> [Required work] For the string "kitchen", search the entries below and copy every line where it appears.

> [Input records]
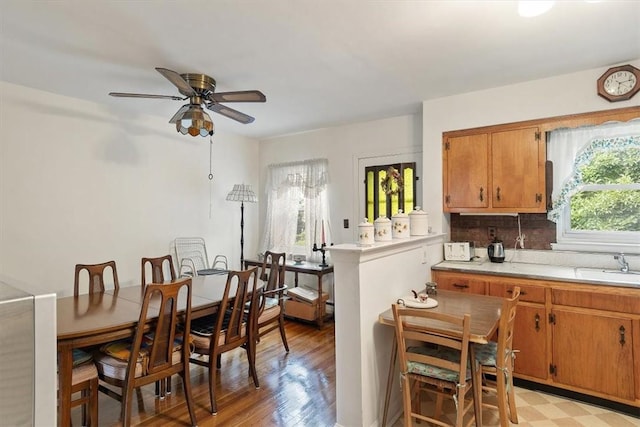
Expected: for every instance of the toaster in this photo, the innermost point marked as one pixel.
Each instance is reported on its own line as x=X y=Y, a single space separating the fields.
x=458 y=251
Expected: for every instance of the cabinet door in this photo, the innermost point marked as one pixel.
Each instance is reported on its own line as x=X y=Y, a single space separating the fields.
x=530 y=329
x=460 y=283
x=465 y=174
x=530 y=340
x=518 y=171
x=593 y=351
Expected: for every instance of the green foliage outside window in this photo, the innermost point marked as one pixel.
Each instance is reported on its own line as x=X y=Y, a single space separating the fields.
x=609 y=209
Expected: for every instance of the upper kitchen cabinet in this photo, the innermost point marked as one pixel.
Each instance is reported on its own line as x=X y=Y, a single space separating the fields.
x=501 y=168
x=497 y=170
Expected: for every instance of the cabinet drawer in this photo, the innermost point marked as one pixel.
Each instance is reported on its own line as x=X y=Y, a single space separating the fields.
x=460 y=283
x=616 y=300
x=529 y=293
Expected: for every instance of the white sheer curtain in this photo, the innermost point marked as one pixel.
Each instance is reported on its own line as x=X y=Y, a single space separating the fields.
x=568 y=149
x=288 y=185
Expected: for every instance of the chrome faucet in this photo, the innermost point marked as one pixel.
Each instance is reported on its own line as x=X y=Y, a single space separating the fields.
x=624 y=265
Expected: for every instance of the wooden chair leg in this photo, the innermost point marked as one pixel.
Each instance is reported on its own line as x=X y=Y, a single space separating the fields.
x=283 y=334
x=93 y=405
x=406 y=393
x=212 y=386
x=511 y=396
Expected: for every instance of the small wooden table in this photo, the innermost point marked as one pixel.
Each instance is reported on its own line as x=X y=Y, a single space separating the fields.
x=305 y=267
x=485 y=317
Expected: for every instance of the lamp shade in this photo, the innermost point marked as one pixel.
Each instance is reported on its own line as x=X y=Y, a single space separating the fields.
x=191 y=119
x=242 y=193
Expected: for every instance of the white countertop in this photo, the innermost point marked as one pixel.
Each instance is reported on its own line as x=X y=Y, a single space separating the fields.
x=591 y=275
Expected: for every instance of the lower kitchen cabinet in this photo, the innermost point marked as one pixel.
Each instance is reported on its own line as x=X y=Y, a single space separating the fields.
x=580 y=337
x=530 y=341
x=530 y=337
x=593 y=351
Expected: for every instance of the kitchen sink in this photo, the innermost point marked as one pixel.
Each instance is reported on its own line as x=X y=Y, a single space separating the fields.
x=612 y=276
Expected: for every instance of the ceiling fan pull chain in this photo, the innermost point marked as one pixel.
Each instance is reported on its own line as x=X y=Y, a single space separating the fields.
x=210 y=174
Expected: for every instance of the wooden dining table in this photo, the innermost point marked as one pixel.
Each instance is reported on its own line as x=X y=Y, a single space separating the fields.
x=94 y=319
x=485 y=317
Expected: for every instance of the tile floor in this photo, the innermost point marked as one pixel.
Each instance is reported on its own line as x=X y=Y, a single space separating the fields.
x=538 y=409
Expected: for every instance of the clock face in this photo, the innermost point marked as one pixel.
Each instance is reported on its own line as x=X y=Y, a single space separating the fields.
x=620 y=83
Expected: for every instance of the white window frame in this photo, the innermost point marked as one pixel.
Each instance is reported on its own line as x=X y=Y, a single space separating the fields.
x=596 y=241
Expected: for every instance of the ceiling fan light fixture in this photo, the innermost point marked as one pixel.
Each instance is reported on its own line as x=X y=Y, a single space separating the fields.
x=194 y=121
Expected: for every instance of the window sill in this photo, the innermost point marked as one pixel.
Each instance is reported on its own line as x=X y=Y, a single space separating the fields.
x=591 y=247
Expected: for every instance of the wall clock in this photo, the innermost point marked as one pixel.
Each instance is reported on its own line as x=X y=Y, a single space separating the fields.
x=619 y=83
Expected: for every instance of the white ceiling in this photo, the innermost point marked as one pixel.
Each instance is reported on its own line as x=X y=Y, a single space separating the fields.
x=319 y=62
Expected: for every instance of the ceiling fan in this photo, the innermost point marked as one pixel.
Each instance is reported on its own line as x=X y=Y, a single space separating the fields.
x=199 y=89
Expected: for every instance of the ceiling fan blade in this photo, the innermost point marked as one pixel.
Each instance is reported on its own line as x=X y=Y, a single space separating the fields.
x=230 y=112
x=177 y=81
x=238 y=96
x=144 y=95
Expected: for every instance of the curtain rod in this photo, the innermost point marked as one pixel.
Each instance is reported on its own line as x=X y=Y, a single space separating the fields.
x=298 y=163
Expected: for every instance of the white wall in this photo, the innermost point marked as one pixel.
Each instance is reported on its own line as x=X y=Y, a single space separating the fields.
x=342 y=146
x=555 y=96
x=80 y=184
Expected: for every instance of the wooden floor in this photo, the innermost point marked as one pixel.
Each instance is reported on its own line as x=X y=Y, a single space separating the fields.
x=296 y=389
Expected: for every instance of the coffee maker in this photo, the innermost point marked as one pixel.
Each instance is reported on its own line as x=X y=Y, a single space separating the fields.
x=495 y=250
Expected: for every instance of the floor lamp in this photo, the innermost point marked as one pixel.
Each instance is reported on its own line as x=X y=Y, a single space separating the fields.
x=242 y=193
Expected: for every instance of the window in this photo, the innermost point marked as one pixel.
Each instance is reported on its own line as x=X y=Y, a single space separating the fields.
x=297 y=207
x=389 y=188
x=596 y=197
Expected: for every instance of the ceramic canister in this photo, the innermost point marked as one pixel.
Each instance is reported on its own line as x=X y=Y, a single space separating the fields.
x=382 y=228
x=400 y=227
x=365 y=233
x=419 y=222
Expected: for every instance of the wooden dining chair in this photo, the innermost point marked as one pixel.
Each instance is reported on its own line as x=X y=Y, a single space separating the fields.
x=158 y=349
x=162 y=270
x=84 y=380
x=496 y=360
x=435 y=361
x=232 y=327
x=96 y=274
x=271 y=302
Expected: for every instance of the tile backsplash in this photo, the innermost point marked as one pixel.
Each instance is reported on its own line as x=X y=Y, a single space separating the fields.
x=539 y=232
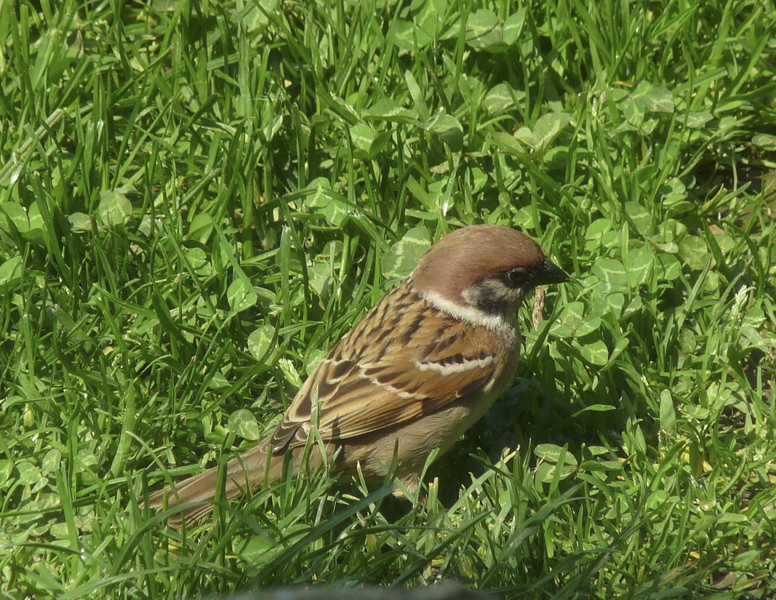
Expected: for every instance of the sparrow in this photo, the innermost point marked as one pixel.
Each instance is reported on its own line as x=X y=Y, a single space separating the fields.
x=420 y=369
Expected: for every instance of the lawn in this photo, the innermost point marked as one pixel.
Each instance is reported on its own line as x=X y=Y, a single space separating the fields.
x=198 y=199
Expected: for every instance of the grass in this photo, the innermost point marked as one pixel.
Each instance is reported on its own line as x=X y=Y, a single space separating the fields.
x=198 y=199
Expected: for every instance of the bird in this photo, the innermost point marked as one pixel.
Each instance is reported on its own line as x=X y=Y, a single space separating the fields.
x=410 y=378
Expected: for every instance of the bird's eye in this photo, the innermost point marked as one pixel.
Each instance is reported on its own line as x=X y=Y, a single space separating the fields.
x=517 y=277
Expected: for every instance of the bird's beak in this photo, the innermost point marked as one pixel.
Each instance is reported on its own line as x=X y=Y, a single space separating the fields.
x=548 y=272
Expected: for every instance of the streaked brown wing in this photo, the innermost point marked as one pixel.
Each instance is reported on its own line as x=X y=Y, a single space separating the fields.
x=361 y=388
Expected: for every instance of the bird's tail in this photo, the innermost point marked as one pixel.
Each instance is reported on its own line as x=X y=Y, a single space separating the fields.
x=195 y=495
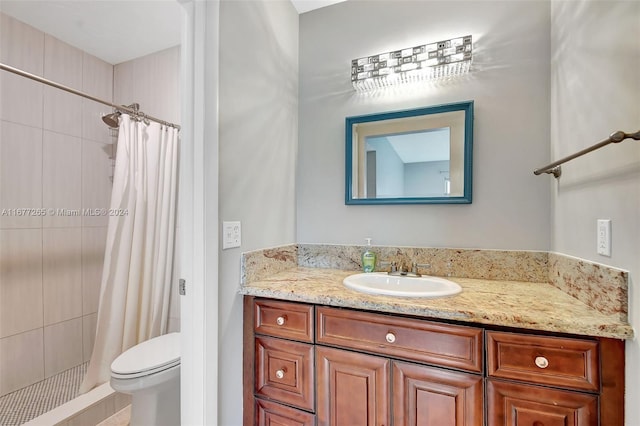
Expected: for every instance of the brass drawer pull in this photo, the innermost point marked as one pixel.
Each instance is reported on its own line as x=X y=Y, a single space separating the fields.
x=542 y=362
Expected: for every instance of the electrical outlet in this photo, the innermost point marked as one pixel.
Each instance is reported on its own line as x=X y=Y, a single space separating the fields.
x=604 y=237
x=231 y=235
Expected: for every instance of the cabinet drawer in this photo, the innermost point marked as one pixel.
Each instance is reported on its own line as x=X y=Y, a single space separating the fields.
x=555 y=361
x=423 y=341
x=284 y=319
x=272 y=414
x=285 y=371
x=515 y=404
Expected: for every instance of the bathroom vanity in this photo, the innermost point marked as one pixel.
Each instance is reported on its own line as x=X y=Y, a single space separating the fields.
x=499 y=353
x=309 y=364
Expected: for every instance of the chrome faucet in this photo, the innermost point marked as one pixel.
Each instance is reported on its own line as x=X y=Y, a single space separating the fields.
x=404 y=269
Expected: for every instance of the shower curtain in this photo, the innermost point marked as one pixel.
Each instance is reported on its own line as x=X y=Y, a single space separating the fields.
x=136 y=277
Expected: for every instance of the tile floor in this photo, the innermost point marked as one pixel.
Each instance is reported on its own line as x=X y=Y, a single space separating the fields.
x=27 y=403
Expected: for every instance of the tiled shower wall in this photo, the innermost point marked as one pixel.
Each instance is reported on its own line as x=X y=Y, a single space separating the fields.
x=56 y=153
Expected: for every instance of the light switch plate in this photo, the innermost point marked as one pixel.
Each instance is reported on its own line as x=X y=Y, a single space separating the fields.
x=604 y=237
x=231 y=235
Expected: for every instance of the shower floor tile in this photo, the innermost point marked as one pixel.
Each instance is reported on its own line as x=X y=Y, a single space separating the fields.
x=27 y=403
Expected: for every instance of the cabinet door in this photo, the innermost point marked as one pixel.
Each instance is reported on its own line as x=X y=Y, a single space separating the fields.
x=427 y=396
x=352 y=388
x=513 y=404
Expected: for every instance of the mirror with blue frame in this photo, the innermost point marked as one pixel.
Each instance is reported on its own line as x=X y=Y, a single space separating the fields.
x=414 y=156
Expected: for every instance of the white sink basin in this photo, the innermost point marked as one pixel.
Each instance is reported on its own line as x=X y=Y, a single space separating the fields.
x=404 y=286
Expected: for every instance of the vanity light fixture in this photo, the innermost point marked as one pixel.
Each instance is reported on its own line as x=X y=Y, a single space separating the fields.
x=447 y=58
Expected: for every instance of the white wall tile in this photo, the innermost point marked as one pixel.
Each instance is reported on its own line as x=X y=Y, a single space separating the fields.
x=62 y=110
x=93 y=246
x=96 y=180
x=153 y=82
x=62 y=346
x=22 y=47
x=62 y=274
x=21 y=360
x=97 y=80
x=88 y=335
x=20 y=174
x=124 y=83
x=61 y=184
x=62 y=62
x=21 y=100
x=20 y=280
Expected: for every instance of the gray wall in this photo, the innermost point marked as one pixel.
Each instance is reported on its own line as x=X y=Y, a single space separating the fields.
x=510 y=87
x=258 y=134
x=595 y=89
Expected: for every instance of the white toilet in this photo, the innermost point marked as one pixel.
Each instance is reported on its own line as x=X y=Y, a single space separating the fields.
x=150 y=373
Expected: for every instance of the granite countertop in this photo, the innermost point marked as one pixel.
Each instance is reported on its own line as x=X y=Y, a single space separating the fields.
x=530 y=305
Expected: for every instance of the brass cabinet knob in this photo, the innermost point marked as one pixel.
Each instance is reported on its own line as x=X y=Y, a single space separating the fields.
x=542 y=362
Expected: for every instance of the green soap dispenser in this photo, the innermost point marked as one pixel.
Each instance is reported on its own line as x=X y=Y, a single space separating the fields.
x=368 y=258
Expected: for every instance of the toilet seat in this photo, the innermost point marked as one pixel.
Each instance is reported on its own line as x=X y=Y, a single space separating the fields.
x=149 y=357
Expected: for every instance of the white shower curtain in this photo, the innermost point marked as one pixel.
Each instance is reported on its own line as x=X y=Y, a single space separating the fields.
x=136 y=279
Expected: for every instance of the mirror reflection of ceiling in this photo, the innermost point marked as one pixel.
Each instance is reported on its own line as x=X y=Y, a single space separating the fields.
x=411 y=148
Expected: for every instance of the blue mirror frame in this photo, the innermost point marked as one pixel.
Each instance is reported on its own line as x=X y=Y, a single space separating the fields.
x=465 y=198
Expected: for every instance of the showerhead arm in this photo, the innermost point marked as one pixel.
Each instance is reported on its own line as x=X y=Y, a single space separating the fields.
x=112 y=120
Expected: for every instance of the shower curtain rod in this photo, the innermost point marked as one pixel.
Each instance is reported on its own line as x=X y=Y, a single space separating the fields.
x=121 y=108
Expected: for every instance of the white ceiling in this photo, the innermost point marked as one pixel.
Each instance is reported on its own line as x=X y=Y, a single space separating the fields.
x=114 y=30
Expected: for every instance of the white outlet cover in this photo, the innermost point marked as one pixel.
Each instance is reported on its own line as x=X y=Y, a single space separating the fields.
x=604 y=237
x=231 y=234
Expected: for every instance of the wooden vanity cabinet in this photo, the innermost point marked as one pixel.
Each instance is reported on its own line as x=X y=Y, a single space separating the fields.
x=390 y=383
x=317 y=365
x=549 y=380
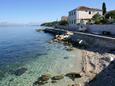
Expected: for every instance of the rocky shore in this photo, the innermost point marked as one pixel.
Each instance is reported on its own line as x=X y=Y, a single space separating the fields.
x=96 y=66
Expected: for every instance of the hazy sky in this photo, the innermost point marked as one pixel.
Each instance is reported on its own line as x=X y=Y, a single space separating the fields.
x=27 y=11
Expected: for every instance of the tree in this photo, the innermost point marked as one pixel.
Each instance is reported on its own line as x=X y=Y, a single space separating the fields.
x=104 y=8
x=97 y=18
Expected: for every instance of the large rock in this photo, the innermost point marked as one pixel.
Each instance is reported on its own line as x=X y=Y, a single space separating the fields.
x=73 y=75
x=42 y=80
x=1 y=75
x=20 y=71
x=58 y=77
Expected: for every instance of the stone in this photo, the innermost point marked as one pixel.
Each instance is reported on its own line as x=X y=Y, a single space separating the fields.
x=20 y=71
x=44 y=77
x=42 y=80
x=57 y=77
x=73 y=76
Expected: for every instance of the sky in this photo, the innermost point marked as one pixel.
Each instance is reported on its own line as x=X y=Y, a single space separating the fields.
x=39 y=11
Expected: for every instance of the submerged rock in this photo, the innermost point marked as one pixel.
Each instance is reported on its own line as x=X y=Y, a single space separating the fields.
x=73 y=76
x=42 y=80
x=57 y=77
x=54 y=81
x=2 y=75
x=66 y=57
x=20 y=71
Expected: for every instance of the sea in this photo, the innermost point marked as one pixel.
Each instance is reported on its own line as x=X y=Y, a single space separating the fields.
x=24 y=47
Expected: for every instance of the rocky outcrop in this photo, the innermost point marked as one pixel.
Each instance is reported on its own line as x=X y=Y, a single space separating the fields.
x=20 y=71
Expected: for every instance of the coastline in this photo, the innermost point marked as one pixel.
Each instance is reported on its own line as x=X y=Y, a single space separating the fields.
x=93 y=63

> [Result of the task]
Expected: for every instance of the upper kitchen cabinet in this photo, the innermost point marked as one pixel.
Expected: for every instance of the lower kitchen cabinet in this photo, the innermost point marked as one pixel.
Expected: for every instance of the kitchen sink in this photo, the innermost point marked as one pixel.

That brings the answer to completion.